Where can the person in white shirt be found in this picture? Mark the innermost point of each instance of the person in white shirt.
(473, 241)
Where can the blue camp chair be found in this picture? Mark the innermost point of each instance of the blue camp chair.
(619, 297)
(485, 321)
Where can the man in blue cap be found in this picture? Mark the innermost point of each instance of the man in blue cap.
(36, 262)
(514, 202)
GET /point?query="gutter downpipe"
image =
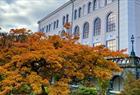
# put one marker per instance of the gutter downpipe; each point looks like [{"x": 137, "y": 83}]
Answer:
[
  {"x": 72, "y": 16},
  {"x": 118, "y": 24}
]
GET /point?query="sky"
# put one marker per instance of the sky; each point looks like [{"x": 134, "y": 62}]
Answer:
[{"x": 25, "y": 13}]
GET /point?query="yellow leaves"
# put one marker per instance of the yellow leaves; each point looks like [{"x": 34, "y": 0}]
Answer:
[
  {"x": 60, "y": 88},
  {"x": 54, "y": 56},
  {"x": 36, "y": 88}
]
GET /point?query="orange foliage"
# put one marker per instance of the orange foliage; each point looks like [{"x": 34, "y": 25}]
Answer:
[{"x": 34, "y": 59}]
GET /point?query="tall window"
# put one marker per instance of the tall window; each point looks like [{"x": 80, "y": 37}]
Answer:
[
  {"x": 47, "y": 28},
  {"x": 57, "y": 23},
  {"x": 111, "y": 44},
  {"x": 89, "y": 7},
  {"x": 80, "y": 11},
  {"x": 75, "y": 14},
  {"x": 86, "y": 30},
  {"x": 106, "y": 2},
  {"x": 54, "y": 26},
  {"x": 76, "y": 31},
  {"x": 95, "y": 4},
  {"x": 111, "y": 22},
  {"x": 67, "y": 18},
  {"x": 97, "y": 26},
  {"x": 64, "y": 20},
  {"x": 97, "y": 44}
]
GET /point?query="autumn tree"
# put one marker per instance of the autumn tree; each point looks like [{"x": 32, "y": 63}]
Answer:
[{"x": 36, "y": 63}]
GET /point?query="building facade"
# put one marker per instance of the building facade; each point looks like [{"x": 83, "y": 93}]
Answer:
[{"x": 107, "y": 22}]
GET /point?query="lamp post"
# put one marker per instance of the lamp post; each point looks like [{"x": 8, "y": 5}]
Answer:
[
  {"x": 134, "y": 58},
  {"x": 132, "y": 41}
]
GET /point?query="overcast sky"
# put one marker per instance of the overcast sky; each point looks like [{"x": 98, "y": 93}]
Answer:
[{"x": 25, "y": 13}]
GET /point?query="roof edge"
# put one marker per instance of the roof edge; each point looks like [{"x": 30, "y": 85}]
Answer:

════

**Exercise directions**
A complete answer gives every line of the data that includes "tree".

**Completed exercise**
GET /point?query="autumn tree"
# put one marker per instance of the autumn tree; each point looks like [{"x": 32, "y": 63}]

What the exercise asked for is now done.